TASK DETAILS> Copy the rows below verbatim, but only the part that opens with the line containing "wooden privacy fence?" and closes with the line containing "231 159 L 235", with both of those lines included.

━━━━━━━━━━━━━━━━━━━━

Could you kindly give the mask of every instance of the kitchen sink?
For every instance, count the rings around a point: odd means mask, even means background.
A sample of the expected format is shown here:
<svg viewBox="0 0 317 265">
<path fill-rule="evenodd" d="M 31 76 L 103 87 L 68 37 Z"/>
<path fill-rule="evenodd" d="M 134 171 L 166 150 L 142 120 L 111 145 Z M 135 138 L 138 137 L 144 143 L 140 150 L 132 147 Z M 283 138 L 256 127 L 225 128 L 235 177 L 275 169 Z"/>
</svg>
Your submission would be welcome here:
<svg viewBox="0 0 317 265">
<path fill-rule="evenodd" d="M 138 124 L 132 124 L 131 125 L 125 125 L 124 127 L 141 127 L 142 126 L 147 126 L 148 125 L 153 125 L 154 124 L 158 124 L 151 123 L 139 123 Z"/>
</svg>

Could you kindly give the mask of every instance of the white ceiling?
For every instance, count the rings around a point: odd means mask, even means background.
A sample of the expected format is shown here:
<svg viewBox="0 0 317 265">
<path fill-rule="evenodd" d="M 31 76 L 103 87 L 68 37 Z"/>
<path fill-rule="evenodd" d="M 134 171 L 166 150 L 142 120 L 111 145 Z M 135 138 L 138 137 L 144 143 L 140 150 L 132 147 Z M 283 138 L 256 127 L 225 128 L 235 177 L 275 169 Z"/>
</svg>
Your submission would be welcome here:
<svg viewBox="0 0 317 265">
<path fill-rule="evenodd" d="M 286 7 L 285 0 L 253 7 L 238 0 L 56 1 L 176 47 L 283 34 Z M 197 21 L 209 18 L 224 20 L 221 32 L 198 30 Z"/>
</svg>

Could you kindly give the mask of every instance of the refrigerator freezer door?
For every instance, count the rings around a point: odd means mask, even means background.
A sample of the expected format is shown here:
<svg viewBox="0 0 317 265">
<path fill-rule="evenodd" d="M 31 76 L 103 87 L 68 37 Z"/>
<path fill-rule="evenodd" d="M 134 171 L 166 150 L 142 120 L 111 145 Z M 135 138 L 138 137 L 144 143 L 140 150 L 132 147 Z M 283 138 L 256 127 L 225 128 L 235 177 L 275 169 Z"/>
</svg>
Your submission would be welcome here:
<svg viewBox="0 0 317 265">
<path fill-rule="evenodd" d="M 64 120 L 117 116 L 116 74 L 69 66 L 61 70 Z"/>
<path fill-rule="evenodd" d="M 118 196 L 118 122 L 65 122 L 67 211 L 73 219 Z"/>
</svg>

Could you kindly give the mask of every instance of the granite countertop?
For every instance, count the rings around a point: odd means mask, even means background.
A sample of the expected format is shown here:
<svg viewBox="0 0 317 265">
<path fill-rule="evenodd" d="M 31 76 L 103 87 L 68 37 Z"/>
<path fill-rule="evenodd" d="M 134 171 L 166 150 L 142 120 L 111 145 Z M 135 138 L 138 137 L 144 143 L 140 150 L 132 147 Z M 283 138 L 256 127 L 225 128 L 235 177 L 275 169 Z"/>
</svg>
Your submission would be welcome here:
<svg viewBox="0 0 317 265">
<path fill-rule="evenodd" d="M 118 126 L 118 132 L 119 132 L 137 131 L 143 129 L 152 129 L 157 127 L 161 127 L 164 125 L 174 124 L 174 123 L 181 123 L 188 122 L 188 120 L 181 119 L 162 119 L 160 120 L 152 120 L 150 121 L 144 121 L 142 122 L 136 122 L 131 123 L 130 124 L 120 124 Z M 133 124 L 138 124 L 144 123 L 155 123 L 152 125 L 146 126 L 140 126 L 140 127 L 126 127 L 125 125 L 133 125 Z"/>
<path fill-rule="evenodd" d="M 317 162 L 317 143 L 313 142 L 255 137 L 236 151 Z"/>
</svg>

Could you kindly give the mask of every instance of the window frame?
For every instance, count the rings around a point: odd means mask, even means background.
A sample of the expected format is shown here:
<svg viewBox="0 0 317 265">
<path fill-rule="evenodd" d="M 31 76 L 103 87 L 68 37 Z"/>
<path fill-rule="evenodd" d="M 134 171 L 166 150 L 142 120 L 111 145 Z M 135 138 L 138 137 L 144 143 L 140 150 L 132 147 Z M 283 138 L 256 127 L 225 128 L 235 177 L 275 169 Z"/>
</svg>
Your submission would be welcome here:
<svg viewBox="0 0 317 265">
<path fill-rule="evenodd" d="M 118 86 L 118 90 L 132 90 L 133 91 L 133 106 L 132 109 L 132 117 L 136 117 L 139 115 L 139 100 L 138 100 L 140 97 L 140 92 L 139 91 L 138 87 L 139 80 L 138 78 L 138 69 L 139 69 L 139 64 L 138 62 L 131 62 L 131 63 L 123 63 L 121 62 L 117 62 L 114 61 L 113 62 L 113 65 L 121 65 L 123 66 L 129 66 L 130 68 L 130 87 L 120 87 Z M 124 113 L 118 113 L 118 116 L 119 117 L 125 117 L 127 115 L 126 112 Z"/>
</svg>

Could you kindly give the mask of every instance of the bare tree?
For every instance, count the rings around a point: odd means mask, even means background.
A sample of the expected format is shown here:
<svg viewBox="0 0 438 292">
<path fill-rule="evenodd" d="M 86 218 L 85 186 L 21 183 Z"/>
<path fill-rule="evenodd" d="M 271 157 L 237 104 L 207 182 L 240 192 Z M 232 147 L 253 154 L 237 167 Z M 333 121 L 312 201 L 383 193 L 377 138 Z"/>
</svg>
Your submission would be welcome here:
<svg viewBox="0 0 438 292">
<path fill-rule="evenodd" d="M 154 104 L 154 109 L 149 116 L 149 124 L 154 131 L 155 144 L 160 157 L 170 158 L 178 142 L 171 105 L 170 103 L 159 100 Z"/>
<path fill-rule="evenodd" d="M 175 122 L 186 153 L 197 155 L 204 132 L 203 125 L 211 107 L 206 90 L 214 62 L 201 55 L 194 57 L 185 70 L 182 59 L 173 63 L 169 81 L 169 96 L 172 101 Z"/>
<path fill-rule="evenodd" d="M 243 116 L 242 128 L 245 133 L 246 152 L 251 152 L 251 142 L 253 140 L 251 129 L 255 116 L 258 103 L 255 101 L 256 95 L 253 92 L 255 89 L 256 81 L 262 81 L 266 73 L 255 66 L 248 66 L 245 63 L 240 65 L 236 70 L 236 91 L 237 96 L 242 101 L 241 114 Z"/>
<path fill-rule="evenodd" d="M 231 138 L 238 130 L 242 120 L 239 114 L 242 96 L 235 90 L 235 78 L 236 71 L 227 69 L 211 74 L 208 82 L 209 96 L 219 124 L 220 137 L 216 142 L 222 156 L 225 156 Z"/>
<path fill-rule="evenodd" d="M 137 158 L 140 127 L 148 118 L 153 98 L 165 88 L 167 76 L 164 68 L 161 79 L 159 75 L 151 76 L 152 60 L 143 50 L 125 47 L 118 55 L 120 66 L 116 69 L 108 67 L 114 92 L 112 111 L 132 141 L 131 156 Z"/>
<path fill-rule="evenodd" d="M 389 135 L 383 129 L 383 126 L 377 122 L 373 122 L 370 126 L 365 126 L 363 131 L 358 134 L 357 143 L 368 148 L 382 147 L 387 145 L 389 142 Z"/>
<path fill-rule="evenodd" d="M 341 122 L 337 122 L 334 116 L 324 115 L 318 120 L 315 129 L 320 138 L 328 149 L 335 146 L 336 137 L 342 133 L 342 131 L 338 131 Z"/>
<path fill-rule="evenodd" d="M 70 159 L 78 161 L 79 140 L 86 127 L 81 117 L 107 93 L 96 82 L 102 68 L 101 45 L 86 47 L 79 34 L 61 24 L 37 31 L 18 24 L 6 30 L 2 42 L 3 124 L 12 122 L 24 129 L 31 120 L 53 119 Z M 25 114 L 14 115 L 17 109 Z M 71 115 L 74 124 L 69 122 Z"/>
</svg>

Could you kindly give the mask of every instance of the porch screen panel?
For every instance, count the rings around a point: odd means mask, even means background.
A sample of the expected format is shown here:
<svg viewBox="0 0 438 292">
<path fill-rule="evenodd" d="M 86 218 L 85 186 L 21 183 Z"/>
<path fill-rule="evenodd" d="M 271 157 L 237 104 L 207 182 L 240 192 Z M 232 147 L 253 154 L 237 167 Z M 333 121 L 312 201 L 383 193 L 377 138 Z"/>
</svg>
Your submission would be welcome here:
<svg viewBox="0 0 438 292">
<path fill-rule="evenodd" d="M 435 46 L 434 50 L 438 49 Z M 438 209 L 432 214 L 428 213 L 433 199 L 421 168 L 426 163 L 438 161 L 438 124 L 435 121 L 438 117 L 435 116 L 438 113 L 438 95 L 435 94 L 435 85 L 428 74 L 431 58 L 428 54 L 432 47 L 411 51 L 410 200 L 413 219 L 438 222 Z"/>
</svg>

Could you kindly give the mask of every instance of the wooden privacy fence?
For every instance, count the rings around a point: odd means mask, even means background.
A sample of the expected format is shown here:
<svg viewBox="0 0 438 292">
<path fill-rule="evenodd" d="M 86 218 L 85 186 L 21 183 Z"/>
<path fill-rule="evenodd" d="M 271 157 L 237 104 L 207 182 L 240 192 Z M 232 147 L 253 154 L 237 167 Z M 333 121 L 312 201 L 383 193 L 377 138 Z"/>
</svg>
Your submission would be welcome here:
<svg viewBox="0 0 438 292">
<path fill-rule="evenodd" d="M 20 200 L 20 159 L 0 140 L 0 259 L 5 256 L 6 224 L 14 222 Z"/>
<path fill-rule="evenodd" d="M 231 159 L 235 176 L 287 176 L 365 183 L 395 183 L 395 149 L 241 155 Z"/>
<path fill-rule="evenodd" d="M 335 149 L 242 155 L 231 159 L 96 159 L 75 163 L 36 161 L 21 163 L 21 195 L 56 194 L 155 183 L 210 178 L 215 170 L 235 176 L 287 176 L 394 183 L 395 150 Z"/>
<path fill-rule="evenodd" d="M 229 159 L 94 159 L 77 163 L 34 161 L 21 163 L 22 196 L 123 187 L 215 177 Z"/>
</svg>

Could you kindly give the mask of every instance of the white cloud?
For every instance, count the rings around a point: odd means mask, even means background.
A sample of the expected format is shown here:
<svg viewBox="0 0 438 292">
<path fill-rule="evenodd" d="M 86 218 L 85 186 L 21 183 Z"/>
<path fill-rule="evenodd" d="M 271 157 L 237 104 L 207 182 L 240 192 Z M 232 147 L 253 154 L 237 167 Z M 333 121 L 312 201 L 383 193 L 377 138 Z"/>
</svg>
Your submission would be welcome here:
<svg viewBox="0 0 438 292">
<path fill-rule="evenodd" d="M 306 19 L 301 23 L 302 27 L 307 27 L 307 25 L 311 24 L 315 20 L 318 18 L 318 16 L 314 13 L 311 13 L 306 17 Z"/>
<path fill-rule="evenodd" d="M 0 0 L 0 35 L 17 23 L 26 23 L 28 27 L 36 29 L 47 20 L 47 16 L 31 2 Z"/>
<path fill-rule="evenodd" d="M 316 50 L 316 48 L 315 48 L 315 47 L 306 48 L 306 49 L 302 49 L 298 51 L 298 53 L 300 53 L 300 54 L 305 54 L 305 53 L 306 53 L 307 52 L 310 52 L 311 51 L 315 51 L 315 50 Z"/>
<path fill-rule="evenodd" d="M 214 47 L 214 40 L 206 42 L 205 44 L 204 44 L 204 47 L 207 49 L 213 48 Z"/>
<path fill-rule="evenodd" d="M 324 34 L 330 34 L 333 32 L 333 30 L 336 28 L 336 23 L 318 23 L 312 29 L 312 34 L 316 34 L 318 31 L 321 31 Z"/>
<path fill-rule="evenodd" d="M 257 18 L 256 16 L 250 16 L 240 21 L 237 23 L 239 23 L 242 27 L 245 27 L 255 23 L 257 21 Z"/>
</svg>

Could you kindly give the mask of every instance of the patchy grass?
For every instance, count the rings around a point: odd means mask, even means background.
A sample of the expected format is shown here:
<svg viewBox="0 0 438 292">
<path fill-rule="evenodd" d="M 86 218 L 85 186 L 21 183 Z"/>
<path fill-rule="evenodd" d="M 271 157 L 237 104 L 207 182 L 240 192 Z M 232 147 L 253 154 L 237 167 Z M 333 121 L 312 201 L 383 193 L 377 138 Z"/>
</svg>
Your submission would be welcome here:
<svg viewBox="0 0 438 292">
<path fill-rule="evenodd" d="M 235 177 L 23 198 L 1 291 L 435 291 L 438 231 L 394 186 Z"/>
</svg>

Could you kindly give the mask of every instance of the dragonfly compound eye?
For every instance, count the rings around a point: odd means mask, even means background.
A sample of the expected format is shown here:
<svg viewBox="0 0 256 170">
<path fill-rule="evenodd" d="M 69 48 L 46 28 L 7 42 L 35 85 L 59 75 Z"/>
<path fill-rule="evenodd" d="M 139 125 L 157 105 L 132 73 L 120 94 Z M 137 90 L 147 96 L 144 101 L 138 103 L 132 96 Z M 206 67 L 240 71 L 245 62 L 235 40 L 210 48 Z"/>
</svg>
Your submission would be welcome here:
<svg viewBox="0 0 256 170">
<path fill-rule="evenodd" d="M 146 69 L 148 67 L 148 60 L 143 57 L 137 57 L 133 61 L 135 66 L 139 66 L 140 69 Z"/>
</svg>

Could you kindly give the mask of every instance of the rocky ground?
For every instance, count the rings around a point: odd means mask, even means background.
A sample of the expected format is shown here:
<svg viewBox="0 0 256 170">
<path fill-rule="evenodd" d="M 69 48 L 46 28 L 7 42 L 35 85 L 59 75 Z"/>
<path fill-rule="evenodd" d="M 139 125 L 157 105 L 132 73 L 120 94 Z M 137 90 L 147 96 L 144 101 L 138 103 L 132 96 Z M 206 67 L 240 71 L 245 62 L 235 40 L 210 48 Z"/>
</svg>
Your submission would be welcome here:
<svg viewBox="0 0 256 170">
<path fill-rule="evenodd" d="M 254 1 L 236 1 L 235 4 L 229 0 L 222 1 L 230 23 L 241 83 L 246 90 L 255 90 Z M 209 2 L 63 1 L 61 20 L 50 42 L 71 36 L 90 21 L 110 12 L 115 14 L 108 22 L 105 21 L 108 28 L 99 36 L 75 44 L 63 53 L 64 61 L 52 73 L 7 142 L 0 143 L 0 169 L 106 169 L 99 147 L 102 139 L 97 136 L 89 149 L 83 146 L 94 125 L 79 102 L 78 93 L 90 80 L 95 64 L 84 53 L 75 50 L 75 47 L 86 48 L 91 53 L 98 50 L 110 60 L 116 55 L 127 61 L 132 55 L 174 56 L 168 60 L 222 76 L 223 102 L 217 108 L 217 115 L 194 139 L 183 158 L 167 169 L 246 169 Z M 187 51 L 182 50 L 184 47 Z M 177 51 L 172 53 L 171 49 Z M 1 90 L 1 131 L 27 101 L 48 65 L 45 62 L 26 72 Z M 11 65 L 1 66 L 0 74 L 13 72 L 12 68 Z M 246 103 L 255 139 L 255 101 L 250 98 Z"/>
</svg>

━━━━━━━━━━━━━━━━━━━━

WRITTEN ANSWER>
Could you kindly give the mask of every instance of the wooden privacy fence?
For every instance, count the rings around a point: odd means mask, even means background.
A sample of the expected format is shown here:
<svg viewBox="0 0 438 292">
<path fill-rule="evenodd" d="M 86 218 L 85 186 L 21 183 Z"/>
<path fill-rule="evenodd" d="M 271 157 L 237 104 L 207 182 L 240 192 Z M 232 147 L 253 154 L 237 167 Z M 333 121 L 312 201 L 383 193 L 377 138 Z"/>
</svg>
Your submission would be welcome here:
<svg viewBox="0 0 438 292">
<path fill-rule="evenodd" d="M 20 200 L 20 159 L 0 140 L 0 259 L 5 256 L 6 224 L 14 222 Z"/>
<path fill-rule="evenodd" d="M 231 159 L 235 176 L 287 176 L 365 183 L 395 183 L 395 149 L 241 155 Z"/>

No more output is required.